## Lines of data
_ _ _
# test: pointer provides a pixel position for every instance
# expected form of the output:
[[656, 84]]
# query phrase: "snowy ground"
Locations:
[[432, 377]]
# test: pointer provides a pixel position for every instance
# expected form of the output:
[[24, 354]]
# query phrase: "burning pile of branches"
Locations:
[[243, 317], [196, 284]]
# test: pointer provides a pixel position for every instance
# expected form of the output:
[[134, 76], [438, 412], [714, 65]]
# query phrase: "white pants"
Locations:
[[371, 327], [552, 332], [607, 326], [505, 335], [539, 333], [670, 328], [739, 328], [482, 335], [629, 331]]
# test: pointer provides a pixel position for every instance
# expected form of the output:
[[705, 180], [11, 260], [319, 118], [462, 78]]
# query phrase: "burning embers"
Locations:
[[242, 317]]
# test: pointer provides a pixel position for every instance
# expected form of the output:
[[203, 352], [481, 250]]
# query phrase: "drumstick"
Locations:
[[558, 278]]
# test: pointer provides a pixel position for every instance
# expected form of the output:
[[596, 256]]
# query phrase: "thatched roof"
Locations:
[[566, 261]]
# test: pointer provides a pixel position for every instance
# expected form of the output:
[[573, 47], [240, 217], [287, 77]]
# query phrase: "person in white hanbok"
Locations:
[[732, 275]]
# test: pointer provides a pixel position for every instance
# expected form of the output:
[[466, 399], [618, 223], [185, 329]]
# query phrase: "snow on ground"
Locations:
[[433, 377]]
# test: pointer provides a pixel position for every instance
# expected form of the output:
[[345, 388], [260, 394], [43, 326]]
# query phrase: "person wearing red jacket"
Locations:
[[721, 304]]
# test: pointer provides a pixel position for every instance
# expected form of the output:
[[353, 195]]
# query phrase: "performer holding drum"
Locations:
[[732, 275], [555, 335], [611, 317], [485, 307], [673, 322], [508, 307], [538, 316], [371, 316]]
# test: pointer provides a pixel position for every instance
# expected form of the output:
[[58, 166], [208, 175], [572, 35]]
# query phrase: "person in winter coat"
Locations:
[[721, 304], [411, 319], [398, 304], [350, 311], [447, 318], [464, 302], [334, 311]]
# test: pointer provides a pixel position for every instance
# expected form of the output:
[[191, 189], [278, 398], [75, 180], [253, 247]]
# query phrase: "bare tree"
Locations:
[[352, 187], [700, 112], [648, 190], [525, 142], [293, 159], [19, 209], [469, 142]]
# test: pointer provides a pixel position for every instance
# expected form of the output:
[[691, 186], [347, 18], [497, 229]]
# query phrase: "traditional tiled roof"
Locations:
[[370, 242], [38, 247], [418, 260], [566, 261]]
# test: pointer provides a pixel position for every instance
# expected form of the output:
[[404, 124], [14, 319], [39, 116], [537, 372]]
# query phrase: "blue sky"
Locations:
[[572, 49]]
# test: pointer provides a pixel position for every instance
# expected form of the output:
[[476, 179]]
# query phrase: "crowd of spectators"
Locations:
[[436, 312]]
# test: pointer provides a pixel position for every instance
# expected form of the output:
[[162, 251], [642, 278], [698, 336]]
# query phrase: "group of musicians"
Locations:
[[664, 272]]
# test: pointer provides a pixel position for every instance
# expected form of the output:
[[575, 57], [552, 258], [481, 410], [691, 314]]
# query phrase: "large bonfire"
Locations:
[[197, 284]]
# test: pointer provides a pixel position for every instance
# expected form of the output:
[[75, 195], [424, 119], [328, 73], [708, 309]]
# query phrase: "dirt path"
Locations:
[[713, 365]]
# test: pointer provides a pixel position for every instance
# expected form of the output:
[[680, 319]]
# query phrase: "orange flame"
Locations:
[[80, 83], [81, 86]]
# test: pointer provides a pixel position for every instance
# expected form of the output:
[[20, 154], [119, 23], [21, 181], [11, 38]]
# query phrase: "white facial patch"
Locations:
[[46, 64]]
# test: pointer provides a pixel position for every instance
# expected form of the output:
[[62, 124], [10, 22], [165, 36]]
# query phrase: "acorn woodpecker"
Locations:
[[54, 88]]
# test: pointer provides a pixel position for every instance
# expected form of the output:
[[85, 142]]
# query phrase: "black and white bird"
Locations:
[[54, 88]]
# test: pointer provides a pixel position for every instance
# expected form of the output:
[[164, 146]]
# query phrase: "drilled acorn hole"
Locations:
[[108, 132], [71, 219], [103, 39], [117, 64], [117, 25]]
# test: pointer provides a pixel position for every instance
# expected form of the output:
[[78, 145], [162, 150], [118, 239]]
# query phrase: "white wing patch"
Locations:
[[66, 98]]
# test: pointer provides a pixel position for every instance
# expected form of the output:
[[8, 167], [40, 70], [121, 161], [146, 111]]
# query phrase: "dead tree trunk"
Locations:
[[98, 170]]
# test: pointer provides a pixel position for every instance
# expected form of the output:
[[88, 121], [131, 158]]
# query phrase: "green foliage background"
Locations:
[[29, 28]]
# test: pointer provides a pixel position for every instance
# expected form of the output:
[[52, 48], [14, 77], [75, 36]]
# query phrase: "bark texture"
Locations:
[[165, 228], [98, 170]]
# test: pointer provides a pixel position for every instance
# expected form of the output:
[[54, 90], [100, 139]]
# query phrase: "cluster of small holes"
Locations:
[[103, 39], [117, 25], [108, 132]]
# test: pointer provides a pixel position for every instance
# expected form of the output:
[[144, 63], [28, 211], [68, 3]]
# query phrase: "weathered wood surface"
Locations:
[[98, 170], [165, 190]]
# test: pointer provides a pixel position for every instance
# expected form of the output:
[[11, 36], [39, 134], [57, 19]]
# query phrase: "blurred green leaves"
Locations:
_ _ _
## Directions for this task
Scale the lines from the start of the records through the line containing "[[432, 377]]" and reproduce them in full, requests included. Multiply every point coordinate in the answers by 0.95 and round to whole numbers, with halves rounded up.

## Output for this task
# test: pointer provides a pixel position for every instance
# expected form of the output:
[[656, 84]]
# query phrase: "snowy ground"
Locations:
[[410, 358]]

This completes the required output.